### Required work:
Each line below is to be written out in full, exactly as shown.

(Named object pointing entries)
▬▬▬▬▬▬▬▬▬▬
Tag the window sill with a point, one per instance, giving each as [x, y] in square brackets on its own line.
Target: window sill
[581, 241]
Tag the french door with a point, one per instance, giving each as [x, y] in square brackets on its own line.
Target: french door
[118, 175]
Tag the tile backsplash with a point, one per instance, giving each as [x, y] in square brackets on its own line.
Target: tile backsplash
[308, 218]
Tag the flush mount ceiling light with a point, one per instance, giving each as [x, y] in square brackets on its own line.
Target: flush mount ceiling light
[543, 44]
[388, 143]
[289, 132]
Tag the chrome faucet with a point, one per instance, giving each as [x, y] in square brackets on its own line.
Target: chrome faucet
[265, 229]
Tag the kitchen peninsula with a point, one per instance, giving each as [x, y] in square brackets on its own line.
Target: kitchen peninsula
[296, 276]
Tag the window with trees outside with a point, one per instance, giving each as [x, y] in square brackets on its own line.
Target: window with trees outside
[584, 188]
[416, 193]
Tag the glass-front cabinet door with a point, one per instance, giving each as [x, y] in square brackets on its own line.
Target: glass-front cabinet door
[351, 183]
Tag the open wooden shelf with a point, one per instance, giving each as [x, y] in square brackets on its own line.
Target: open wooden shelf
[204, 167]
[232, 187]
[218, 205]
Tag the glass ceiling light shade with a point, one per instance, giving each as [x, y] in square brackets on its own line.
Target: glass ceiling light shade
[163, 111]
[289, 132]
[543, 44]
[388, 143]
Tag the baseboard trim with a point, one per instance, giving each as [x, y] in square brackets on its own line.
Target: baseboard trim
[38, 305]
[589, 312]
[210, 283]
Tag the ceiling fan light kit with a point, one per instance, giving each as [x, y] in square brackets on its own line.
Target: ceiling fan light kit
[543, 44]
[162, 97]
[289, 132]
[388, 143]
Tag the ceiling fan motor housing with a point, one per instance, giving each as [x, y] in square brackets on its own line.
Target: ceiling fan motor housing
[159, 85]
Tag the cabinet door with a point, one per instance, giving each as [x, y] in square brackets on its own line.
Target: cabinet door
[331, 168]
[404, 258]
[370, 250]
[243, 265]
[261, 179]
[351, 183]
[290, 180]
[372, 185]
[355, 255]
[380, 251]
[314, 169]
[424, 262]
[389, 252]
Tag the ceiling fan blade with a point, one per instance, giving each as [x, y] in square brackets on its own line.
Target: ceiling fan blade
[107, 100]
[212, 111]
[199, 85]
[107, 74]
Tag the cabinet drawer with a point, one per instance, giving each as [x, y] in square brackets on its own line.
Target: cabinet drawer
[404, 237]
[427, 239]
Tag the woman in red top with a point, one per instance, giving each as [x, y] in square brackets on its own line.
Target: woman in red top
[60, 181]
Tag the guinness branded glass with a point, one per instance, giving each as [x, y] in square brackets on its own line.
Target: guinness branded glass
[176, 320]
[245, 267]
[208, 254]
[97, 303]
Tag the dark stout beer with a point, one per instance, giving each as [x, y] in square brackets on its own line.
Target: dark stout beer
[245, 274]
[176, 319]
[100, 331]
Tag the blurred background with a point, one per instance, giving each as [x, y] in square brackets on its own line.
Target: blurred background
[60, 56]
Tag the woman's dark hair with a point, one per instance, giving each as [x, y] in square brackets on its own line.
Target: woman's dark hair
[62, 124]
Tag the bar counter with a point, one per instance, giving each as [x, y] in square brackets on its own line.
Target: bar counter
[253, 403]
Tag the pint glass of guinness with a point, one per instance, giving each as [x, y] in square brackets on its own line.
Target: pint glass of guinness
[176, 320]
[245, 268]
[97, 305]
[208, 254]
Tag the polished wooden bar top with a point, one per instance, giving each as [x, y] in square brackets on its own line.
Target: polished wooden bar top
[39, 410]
▬▬▬▬▬▬▬▬▬▬
### Exercise response:
Tag the window sill with a point, one per instance, giving each as [x, y] in square brackets on its own line.
Target: window sill
[581, 241]
Tag the french door with a point, one per instance, giving each as [x, y] in square brackets on its own line.
Target: french door
[118, 175]
Tag the tile backsplash with a point, one per instance, giving each as [x, y] in square brackets on its own line.
Target: tile backsplash
[308, 218]
Tag the flush mount ceiling light with a point, one per instance, giving each as [x, y] in square brackets on its own line.
Target: flush mount ceiling light
[543, 44]
[388, 143]
[289, 132]
Tag the chrome faucet with a point, one per instance, giving each as [x, y] in square brackets on its own line.
Target: chrome faucet
[265, 229]
Tag the kitchen peninsula with a point, one per instance, giving each as [x, y] in square brackets on its own line.
Target: kitchen peninsula
[296, 276]
Tag the window with trees outside with a point, one per instance, giving each as [x, y] in square brackets on its own line.
Target: window with trees outside
[584, 188]
[416, 193]
Tag the glass-front cabinet door with a point, one per instance, giving each as [x, y] in square brackets on its own line.
Target: glass-front cabinet door
[351, 183]
Tag the open wooden shelf with a point, one per instance, giving each as [x, y] in square brackets on its own line.
Target: open wooden shelf
[204, 167]
[232, 187]
[218, 205]
Tag the glass ceiling light shade with a point, one per instance, giving each as [x, y] in square brackets on its own line.
Target: glass ceiling light shade
[163, 111]
[289, 132]
[543, 44]
[388, 143]
Tag the baseboard trim with a point, one per instance, giving each as [x, y] in square brackets on its own line.
Target: baseboard trim
[38, 305]
[589, 312]
[210, 283]
Tag the ceiling fan light kit with a point, one per instance, giving each as [x, y] in square brackets on its own line.
Target: ceiling fan light kit
[543, 44]
[162, 97]
[289, 132]
[388, 143]
Tag the ceiling fan motor housing with a point, one per instance, giving each as [x, y] in square brackets on its own line.
Target: ceiling fan motor housing
[159, 85]
Tag the cabinet door with a point, one per instance, giving each as [x, y] in square brackets on its own line.
Target: cabinet door
[331, 168]
[404, 258]
[370, 250]
[243, 265]
[261, 179]
[351, 183]
[290, 180]
[372, 185]
[355, 255]
[380, 251]
[314, 169]
[424, 262]
[389, 252]
Tag the ceiling fan blade with a point, one per instance, giving each as [x, y] in square brackets on its own line.
Target: ceiling fan blade
[107, 100]
[212, 111]
[199, 85]
[107, 74]
Tag the cabinet drawer with a point, one per instance, giving each as [x, y] in square brackets on its own line.
Target: cabinet drawer
[404, 237]
[427, 239]
Tag the woman in red top with a point, one per instance, giving each as [x, y] in square brackets on its own line.
Target: woman in red top
[60, 181]
Tag the guinness branded glass with a point, one per instance, giving each as [x, y] in square brackets on its own line.
Target: guinness branded glass
[176, 320]
[245, 267]
[208, 254]
[97, 303]
Tag the dark stout beer with a point, one per instance, giving each as [x, y] in square brackets on its own line.
Target: dark stout beer
[245, 274]
[176, 319]
[100, 331]
Tag the blurred background with a point, one per instance, giving each as [x, y] in square brackets on its own line.
Target: blurred background
[60, 56]
Tag the woman's dark hair with a point, one per instance, giving each as [x, y] in square brackets on its own line.
Target: woman's dark hair
[62, 124]
Tag the bar counter with a point, one per instance, giving each as [x, y] in square brackets on its own line.
Target: bar counter
[253, 403]
Tag the pint glass of guinness with a point, one per instance, giving each as [x, y] in square brackets on its own line.
Target: pint glass of guinness
[176, 320]
[245, 268]
[97, 305]
[208, 254]
Tag the polished wooden bar top with a point, one per instance, giving each as [x, y] in square brackets on its own line.
Target: polished wooden bar top
[39, 410]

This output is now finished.